Directions - If a line in the data contains "notebook", copy it out.

[[ Task inputs open ]]

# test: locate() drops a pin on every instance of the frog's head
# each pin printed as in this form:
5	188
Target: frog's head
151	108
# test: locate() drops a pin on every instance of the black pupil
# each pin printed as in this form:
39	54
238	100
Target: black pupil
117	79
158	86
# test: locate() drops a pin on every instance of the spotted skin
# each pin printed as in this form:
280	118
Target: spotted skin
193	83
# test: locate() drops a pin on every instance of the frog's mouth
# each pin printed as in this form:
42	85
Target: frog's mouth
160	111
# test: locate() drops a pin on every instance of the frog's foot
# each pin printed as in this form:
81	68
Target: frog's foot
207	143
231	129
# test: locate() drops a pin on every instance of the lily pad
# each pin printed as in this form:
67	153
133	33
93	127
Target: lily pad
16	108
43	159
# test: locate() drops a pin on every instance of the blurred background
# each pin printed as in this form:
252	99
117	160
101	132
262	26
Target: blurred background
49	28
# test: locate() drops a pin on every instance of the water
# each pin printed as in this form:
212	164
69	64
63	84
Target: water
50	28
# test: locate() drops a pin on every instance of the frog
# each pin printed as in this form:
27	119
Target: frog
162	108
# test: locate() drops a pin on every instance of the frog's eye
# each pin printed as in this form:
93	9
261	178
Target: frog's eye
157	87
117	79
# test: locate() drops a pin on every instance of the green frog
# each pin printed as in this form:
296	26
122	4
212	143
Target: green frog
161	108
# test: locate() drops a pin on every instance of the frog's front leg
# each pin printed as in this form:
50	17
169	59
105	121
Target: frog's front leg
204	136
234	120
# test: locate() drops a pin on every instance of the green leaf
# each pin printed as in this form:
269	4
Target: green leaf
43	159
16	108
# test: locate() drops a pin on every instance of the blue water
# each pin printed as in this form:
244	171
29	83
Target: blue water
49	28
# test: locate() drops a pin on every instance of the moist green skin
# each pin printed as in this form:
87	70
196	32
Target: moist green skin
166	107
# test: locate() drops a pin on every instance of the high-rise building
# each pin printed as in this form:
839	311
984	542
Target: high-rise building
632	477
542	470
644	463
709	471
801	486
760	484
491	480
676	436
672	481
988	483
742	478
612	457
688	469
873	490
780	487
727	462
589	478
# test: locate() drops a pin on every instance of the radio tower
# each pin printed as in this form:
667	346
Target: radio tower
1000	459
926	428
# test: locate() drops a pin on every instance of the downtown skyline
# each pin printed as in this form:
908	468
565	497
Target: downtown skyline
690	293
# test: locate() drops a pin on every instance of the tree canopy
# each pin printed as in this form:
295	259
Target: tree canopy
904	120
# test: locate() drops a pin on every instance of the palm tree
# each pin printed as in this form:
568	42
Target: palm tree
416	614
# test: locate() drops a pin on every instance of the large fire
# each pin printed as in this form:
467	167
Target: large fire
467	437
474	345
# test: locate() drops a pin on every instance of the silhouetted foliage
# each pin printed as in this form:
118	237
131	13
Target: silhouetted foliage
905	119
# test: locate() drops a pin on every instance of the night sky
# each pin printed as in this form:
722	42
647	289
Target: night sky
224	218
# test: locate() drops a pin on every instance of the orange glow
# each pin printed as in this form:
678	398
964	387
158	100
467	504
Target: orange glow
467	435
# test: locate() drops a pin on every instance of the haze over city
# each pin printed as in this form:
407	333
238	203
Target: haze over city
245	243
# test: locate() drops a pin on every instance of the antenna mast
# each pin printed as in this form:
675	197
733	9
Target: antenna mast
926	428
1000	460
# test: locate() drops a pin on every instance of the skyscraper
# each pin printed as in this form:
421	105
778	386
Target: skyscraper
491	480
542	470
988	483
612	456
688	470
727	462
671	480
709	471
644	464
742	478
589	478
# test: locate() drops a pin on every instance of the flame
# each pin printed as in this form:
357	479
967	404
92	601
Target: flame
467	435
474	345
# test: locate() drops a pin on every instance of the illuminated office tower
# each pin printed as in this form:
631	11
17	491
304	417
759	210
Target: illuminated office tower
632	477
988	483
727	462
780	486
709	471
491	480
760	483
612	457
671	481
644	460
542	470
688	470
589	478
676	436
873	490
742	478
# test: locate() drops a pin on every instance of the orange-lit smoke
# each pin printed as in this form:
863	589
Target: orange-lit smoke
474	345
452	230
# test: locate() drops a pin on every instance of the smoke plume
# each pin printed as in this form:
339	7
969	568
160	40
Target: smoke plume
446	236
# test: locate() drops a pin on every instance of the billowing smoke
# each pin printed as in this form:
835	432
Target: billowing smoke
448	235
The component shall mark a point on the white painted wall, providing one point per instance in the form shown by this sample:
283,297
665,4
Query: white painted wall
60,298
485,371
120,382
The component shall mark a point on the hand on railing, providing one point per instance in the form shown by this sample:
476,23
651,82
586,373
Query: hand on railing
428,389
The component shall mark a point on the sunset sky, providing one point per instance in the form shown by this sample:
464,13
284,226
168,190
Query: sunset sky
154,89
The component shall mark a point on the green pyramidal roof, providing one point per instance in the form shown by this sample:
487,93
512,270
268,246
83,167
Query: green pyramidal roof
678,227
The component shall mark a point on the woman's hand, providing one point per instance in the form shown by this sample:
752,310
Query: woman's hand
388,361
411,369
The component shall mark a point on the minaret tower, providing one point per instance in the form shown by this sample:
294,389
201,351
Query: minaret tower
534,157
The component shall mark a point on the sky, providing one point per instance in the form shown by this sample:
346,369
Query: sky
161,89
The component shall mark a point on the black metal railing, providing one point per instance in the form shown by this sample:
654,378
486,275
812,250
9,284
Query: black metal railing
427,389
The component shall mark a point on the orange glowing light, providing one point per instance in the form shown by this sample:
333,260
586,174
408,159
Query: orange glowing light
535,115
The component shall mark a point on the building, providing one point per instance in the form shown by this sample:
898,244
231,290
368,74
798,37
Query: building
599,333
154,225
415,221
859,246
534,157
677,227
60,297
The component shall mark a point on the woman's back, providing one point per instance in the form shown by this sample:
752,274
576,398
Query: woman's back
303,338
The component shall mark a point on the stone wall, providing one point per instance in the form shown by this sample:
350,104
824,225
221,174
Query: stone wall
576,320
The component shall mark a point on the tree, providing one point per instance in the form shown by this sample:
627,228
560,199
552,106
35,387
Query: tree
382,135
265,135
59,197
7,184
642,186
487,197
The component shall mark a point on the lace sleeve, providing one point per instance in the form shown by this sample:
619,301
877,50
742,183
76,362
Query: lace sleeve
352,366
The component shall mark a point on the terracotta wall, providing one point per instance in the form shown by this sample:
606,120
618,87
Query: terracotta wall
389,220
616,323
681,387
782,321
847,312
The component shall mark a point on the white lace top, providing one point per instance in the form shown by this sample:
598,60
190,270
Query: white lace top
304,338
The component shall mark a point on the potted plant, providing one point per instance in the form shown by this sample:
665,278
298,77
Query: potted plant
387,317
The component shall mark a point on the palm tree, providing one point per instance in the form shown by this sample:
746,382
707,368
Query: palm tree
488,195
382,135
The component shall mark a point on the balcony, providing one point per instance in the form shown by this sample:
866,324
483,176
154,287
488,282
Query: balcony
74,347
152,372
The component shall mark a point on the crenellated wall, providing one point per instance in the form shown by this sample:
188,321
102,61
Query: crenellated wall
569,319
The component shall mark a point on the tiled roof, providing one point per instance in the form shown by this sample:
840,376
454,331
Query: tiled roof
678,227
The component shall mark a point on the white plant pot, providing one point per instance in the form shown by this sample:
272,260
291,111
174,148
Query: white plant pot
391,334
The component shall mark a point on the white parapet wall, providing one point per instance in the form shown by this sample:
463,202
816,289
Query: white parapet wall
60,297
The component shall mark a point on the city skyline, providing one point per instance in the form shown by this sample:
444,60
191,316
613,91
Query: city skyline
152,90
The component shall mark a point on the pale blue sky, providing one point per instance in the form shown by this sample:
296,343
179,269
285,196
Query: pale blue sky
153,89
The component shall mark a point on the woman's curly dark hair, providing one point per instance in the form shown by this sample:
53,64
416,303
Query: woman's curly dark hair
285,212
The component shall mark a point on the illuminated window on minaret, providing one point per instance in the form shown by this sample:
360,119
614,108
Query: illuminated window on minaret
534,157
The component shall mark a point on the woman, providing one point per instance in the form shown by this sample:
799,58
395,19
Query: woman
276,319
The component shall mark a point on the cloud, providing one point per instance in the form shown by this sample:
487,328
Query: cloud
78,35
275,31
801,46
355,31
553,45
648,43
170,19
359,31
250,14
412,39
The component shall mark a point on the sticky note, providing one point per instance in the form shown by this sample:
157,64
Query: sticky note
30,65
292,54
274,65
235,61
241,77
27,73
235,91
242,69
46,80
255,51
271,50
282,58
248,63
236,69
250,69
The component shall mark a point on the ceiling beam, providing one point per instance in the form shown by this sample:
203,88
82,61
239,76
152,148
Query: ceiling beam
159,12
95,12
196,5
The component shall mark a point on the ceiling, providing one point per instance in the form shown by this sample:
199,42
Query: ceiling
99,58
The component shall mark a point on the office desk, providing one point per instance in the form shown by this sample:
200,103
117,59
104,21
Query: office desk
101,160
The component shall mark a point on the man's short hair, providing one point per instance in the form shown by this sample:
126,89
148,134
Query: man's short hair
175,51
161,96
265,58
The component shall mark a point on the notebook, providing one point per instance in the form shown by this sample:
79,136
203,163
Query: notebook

[[ Task inputs closed ]]

Expected output -
The component shall mark a point on the notebook, providing one point per instance in the form shown by this sample:
Query: notebook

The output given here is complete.